Consigne →
Recopiez à l'identique toutes les lignes des données, en laissant les images de côté dans votre réponse.

Entrées de pointage d'objets nommés:
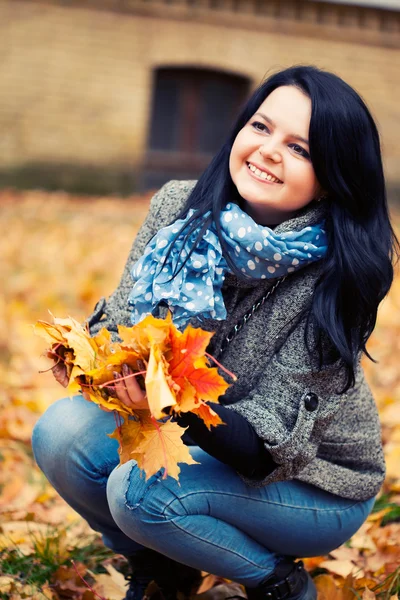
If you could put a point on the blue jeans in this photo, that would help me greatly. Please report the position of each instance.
(211, 520)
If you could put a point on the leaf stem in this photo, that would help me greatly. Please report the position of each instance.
(156, 425)
(122, 378)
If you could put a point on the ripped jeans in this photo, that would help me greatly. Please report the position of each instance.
(212, 521)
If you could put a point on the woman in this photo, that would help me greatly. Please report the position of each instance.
(283, 248)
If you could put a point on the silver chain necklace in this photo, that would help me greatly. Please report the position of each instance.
(235, 330)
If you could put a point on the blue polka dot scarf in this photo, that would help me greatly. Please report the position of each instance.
(197, 289)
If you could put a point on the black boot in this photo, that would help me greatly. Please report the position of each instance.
(289, 581)
(168, 576)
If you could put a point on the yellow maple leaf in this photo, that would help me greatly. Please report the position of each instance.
(128, 434)
(158, 391)
(162, 446)
(149, 331)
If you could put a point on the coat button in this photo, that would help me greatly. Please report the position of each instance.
(311, 401)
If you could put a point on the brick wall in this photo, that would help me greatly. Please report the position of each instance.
(76, 82)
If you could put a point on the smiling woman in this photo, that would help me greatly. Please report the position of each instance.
(284, 250)
(271, 170)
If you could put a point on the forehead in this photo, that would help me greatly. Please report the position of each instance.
(289, 108)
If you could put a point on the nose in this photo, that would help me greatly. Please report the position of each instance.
(269, 150)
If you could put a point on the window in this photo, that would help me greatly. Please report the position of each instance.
(192, 113)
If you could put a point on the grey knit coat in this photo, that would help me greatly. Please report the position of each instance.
(313, 433)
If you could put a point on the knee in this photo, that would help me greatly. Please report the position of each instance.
(136, 504)
(54, 432)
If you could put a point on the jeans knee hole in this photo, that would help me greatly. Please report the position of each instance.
(137, 487)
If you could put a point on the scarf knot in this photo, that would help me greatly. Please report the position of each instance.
(195, 289)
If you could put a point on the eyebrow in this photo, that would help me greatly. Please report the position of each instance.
(293, 135)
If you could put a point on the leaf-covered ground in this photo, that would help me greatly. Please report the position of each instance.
(63, 253)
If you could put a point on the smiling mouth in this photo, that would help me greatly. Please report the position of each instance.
(263, 174)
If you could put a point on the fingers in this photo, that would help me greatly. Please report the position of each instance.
(128, 390)
(121, 391)
(60, 373)
(134, 390)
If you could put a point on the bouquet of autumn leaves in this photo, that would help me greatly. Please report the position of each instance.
(172, 366)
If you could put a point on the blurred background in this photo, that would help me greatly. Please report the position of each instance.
(106, 96)
(102, 102)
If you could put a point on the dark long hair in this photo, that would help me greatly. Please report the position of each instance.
(345, 152)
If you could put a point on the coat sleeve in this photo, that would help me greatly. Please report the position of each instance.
(291, 407)
(115, 310)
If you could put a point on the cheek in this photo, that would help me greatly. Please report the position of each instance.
(304, 178)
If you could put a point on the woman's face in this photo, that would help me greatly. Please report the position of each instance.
(270, 162)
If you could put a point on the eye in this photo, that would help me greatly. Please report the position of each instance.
(299, 150)
(259, 126)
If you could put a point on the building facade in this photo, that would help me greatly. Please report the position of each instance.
(127, 94)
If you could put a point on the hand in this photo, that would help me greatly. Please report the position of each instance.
(128, 391)
(60, 368)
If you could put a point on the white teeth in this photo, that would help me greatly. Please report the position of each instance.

Réponse attendue →
If you could put a point on the blue jeans in this photo, that would help me greatly. Please report the position of each instance.
(211, 520)
If you could put a point on the leaf stem in this photo, that would help me greatly. Please report the position of each instance.
(156, 425)
(122, 378)
If you could put a point on the ripped jeans in this photo, that would help me greatly. Please report the position of each instance.
(212, 521)
If you could put a point on the woman in this photo, that would help me greatly. Please report the position of each instance.
(283, 248)
If you could put a point on the silver chain necklace in this photo, that would help me greatly. Please report the position of each instance.
(235, 330)
If you could put a point on the blue polka dot scarf in this photo, that would help me greatly. Please report the position of each instance.
(197, 289)
If you could put a point on the black boot in this photo, that would help me greatly. Please report the position of each instance.
(289, 581)
(168, 576)
If you could put a point on the yellow maple leaf in this photo, that would help me greatly. Please report the position of each instance.
(128, 434)
(158, 391)
(162, 446)
(149, 331)
If you could put a point on the coat button in this photo, that would help me greatly. Please report the position of each instance.
(311, 401)
If you could put a point on the brick wall in this photo, that would help me greatly. Please report the position of each instance.
(76, 82)
If you could put a point on the smiling woman in this photo, that would help me greatly. Please report the position of each instance.
(284, 250)
(271, 170)
If you could put a point on the forehead in this photo, that would help me greatly. Please report the position of each instance.
(289, 108)
If you could put a point on the nose in this photo, that would help me greatly. Please report the position of each instance.
(269, 150)
If you could put a point on the window in this photo, that would help me greatly. Please report the position of each instance.
(192, 113)
If you could put a point on the grey knit coat in this photo, that would help me greatly. Please report the position of each instance.
(313, 433)
If you could put a point on the knee in this photo, that would help me greatly. Please report the position of each instance.
(136, 504)
(54, 432)
If you could put a point on the jeans knee hole in this photo, that would help me greatly. Please report the position of each instance.
(137, 487)
If you could put a point on the scarf knot in this photo, that would help me greatly. Please report the position of each instance.
(195, 289)
If you could put a point on the eyebrow in this photo, that would help me greatly. Please report the position of each instance.
(293, 135)
If you could put a point on the leaf-covered ground in this photo, that would help me greatly. Please report the position of each instance.
(63, 253)
If you could put a point on the smiling mouth in this photo, that would help me greatly. Please report the position of each instance.
(263, 174)
If you could put a point on the fingers in this photo, that would help me greatly. Please report the position of each instance.
(128, 390)
(121, 391)
(60, 373)
(134, 390)
If you could put a point on the bouquet of autumn leaves in this photo, that would help me greatly. Please report the position of each instance.
(172, 366)
If you could put a point on the blurred background in this photo, that would help me greatly. Please report the position of each instance.
(106, 96)
(102, 102)
If you could put a point on the dark long hair in this photo, that would help me greatly. Please report the position of each instance.
(345, 152)
If you could put a point on the coat sleeve in this photo, that would help me greatly. Please report the position of each instance.
(291, 407)
(115, 310)
If you could put a point on the cheek in this photo, that would help me greatly. Please report the position of each instance.
(304, 178)
If you could put a point on the woman's face in this photo, that would help me greatly. Please report the position of each instance.
(270, 162)
If you could put a point on the eye in this photo, that would help me greatly. Please report the position of each instance.
(299, 150)
(259, 126)
If you could put a point on the building facade in this photo, that would help me greatly. Please report the position of each instance.
(127, 94)
If you could put a point on the hand in this photo, that would help me greatly. Please report the position of each instance.
(128, 391)
(60, 368)
If you could put a point on the white teeth in this photo, that would help me greatly. Please report the position of each instance.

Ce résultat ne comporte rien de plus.